▸ **What you will do**
Here are records with pictures in them. Copy all of them exactly and leave the pictures out.

▸ **Recorded information**
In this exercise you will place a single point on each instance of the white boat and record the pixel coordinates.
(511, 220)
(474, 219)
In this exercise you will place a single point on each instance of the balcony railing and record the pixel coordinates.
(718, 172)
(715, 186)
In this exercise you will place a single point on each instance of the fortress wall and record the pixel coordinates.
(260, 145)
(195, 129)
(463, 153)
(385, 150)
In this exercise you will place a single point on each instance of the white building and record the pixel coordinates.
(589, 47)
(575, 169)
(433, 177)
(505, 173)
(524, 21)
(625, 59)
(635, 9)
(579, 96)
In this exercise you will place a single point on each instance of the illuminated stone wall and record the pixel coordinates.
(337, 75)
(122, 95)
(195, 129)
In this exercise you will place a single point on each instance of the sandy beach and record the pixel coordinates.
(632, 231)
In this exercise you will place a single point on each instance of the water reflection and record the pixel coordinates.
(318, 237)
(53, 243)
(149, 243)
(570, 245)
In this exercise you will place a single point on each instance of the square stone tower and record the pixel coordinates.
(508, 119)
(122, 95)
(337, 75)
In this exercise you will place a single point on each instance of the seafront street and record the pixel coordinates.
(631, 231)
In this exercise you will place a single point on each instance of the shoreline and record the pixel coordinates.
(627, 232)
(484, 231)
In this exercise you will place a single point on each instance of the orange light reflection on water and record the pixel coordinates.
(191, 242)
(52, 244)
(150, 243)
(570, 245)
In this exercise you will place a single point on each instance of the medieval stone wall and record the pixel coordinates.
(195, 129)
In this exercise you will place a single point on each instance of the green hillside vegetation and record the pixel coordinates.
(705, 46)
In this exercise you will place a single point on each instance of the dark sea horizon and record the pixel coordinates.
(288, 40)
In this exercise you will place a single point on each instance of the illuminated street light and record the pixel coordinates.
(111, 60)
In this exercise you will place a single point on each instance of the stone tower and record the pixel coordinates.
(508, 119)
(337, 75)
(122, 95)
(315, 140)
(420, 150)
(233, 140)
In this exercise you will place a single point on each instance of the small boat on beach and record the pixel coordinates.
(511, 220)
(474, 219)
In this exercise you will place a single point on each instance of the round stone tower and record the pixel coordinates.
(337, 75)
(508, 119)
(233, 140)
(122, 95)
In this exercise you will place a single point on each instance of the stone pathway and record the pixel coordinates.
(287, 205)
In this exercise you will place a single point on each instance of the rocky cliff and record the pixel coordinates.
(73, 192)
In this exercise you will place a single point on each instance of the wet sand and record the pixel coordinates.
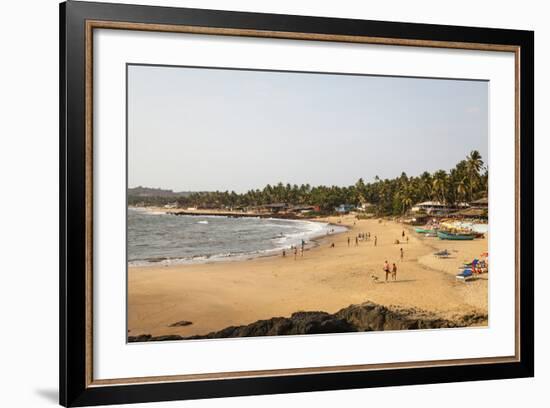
(217, 295)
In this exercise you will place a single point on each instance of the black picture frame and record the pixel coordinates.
(74, 390)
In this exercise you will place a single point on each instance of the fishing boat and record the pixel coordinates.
(455, 236)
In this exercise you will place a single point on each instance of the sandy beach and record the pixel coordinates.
(216, 295)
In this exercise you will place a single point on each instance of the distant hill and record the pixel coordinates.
(156, 192)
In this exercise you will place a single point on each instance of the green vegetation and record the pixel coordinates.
(467, 181)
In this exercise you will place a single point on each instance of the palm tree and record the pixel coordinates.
(461, 189)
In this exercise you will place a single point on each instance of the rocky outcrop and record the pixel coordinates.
(367, 316)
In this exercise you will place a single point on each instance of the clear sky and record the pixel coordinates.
(197, 129)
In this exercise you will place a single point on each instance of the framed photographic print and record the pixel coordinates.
(256, 203)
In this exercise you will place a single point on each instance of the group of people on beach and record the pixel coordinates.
(393, 270)
(294, 249)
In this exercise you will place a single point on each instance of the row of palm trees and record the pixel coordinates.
(467, 181)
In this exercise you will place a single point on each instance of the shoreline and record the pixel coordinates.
(216, 295)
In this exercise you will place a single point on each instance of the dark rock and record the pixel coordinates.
(367, 316)
(181, 323)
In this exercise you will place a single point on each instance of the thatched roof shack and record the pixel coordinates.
(481, 203)
(471, 213)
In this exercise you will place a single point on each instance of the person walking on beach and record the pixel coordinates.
(386, 269)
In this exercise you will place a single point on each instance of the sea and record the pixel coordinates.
(158, 238)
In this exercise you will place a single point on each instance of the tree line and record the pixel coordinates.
(467, 181)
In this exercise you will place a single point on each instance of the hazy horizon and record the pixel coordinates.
(204, 129)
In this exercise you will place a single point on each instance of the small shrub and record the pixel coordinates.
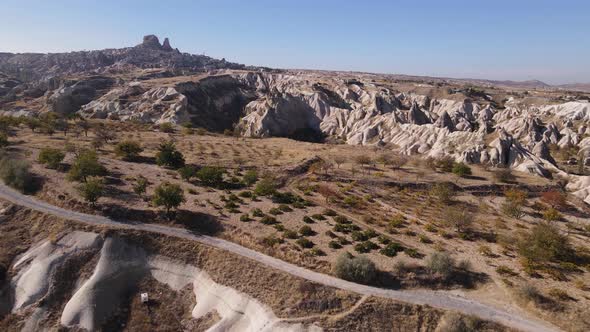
(461, 169)
(341, 220)
(486, 251)
(411, 252)
(51, 158)
(329, 213)
(318, 216)
(317, 252)
(440, 263)
(504, 175)
(250, 177)
(91, 190)
(505, 270)
(271, 241)
(290, 234)
(168, 156)
(391, 249)
(168, 195)
(211, 176)
(266, 186)
(16, 174)
(275, 211)
(268, 220)
(307, 220)
(359, 236)
(285, 208)
(356, 269)
(552, 214)
(444, 192)
(334, 245)
(256, 212)
(304, 243)
(306, 231)
(128, 150)
(140, 185)
(85, 165)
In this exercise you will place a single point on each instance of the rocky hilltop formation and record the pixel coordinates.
(154, 83)
(149, 54)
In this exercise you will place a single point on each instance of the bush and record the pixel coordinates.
(16, 174)
(411, 252)
(359, 236)
(391, 249)
(308, 220)
(329, 213)
(304, 243)
(86, 164)
(459, 218)
(166, 127)
(266, 186)
(318, 216)
(140, 185)
(306, 231)
(365, 247)
(168, 195)
(128, 150)
(168, 156)
(514, 203)
(250, 177)
(51, 158)
(444, 192)
(210, 175)
(356, 269)
(317, 252)
(290, 234)
(334, 245)
(187, 172)
(555, 199)
(285, 208)
(256, 212)
(91, 190)
(440, 263)
(504, 175)
(551, 214)
(461, 169)
(268, 220)
(544, 243)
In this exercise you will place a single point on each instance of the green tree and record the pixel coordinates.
(357, 269)
(140, 185)
(86, 164)
(168, 195)
(168, 156)
(51, 158)
(16, 174)
(461, 169)
(187, 172)
(128, 150)
(544, 243)
(211, 176)
(91, 190)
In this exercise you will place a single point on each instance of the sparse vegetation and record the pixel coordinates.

▸ **Task result**
In this exercise you will place a single point on each instance of the white boat and record the pixel coordinates.
(511, 220)
(474, 219)
In this exercise you will place a single point on each instance of the balcony railing and record the pixel coordinates.
(718, 172)
(715, 186)
In this exercise you will place a single point on each instance of the fortress wall and record the pixel coordinates.
(260, 145)
(195, 129)
(463, 153)
(385, 150)
In this exercise you will place a single point on each instance of the white building and record the pixel coordinates.
(589, 47)
(575, 169)
(433, 177)
(505, 173)
(524, 21)
(625, 59)
(635, 9)
(579, 96)
In this exercise you will place a single point on each instance of the illuminated stone wall and record the pixel coordinates.
(337, 75)
(122, 95)
(195, 129)
In this exercise you will place a single point on each instance of the sandy beach and record the pixel coordinates.
(632, 231)
In this exercise you will place a single point on each instance of the water reflection and record the pixel coordinates.
(318, 237)
(53, 243)
(149, 243)
(570, 245)
In this exercise you will place a single point on each instance of the square stone tower and record the pixel coordinates.
(508, 119)
(122, 95)
(337, 75)
In this exercise you will place a single point on each instance of the seafront street and record the pixel coordinates.
(631, 231)
In this exercise you will place a single point on each instance of the shoreline and record the pixel coordinates.
(627, 232)
(484, 231)
In this exercise you will place a single point on each instance of the orange light reflection on water and record the pixel coordinates.
(191, 242)
(52, 244)
(150, 243)
(570, 245)
In this exercise you will place a single point on each instance of the medieval stone wall and record the pixel coordinates.
(195, 129)
In this exercise you will place a single point on each instance of the green hillside vegetation and record the pixel coordinates.
(705, 46)
In this exercise you will place a single point on each instance of the dark sea horizon and record the pixel coordinates.
(288, 40)
In this exercise you will place a single point on each instance of the illuminated street light and record the pixel coordinates.
(111, 60)
In this exercise you will place a single point on each instance of the stone tower and record the pixel coordinates.
(508, 119)
(337, 75)
(122, 95)
(315, 140)
(420, 150)
(233, 140)
In this exercise you will place a single point on each instance of the small boat on beach and record the pixel coordinates.
(511, 220)
(474, 219)
In this exercise you will place a single point on each instance of the round stone tower and record the pixel coordinates.
(337, 75)
(508, 119)
(233, 140)
(122, 95)
In this exercise you will place a single point on each instance of the stone pathway and record the pixel coordinates.
(287, 205)
In this exercise you will place a single point on each instance of the rocky cliff and record the pixel coordinates.
(73, 192)
In this exercise you will place a single point on each instance of the wet sand and record the pixel coordinates.
(217, 295)
In this exercise you will place a single point on each instance of the black picture frame and record the pixel coordinates.
(74, 390)
In this exercise you will place a single point on each instance of the fishing boat and record the pixel coordinates.
(455, 236)
In this exercise you will place a single point on each instance of the sandy beach and record the pixel coordinates.
(216, 295)
In this exercise you will place a single point on each instance of the distant hill and record the pixel coordinates.
(156, 192)
In this exercise you will place a single point on each instance of the green vegetation and record the pixel coordinates.
(467, 181)
In this exercise you will place a single point on each instance of the palm tree and record the pixel coordinates.
(461, 189)
In this exercise you will place a single point on each instance of the rocky outcrop and record the pixel coordinates.
(367, 316)
In this exercise you will place a single point on each instance of the clear sky and record the pixel coordinates.
(197, 129)
In this exercise you will place a single point on each instance of the framed photographic print and record the pixel coordinates.
(256, 203)
In this exercise you will place a single point on each instance of the group of people on beach and record the pixel coordinates.
(393, 270)
(294, 249)
In this exercise you will place a single point on each instance of the row of palm trees and record the pixel coordinates.
(467, 181)
In this exercise you will place a single point on each instance of the shoreline and record the pixel coordinates.
(216, 295)
In this exercise you will place a single point on each instance of the dark rock and record the pixel coordinates.
(367, 316)
(181, 323)
In this exercise you will place a single point on each instance of the thatched roof shack and record the pixel coordinates.
(481, 203)
(471, 213)
In this exercise you will place a single point on each instance of the person walking on beach and record the pixel coordinates.
(386, 269)
In this exercise you will place a single point on each instance of the sea and record the pixel coordinates.
(158, 238)
In this exercise you will place a single point on each instance of the tree line and record the pixel coordinates.
(467, 181)
In this exercise you will place a single point on each instance of the hazy horizon and record the pixel coordinates.
(204, 129)
In this exercise you will place a single point on each instance of the small shrub and record the pixel coordinates.
(461, 169)
(341, 220)
(486, 251)
(411, 252)
(51, 158)
(329, 213)
(318, 216)
(317, 252)
(440, 263)
(504, 175)
(250, 177)
(91, 190)
(505, 270)
(271, 241)
(290, 234)
(168, 156)
(391, 249)
(168, 195)
(211, 176)
(266, 186)
(16, 174)
(275, 211)
(268, 220)
(307, 220)
(359, 236)
(285, 208)
(356, 269)
(552, 214)
(444, 192)
(334, 245)
(256, 212)
(304, 243)
(306, 231)
(128, 150)
(140, 185)
(85, 165)
In this exercise you will place a single point on each instance of the rocky hilltop formation and record the pixel coordinates.
(154, 83)
(149, 54)
In this exercise you will place a single point on each instance of the bush and record the pixel coordinates.
(16, 174)
(411, 252)
(359, 236)
(391, 249)
(308, 220)
(329, 213)
(304, 243)
(86, 164)
(459, 218)
(166, 127)
(266, 186)
(318, 216)
(140, 185)
(306, 231)
(365, 247)
(168, 195)
(128, 150)
(168, 156)
(514, 203)
(250, 177)
(51, 158)
(444, 192)
(210, 175)
(356, 269)
(317, 252)
(290, 234)
(334, 245)
(187, 172)
(555, 199)
(285, 208)
(256, 212)
(91, 190)
(440, 263)
(504, 175)
(551, 214)
(461, 169)
(268, 220)
(544, 243)
In this exercise you will place a single point on each instance of the green tree and record the pixel coordinates.
(357, 269)
(140, 185)
(86, 164)
(168, 195)
(168, 156)
(51, 158)
(16, 174)
(461, 169)
(187, 172)
(128, 150)
(544, 243)
(211, 176)
(91, 190)
In this exercise you will place a single point on each instance of the sparse vegetation and record the pixel coordinates.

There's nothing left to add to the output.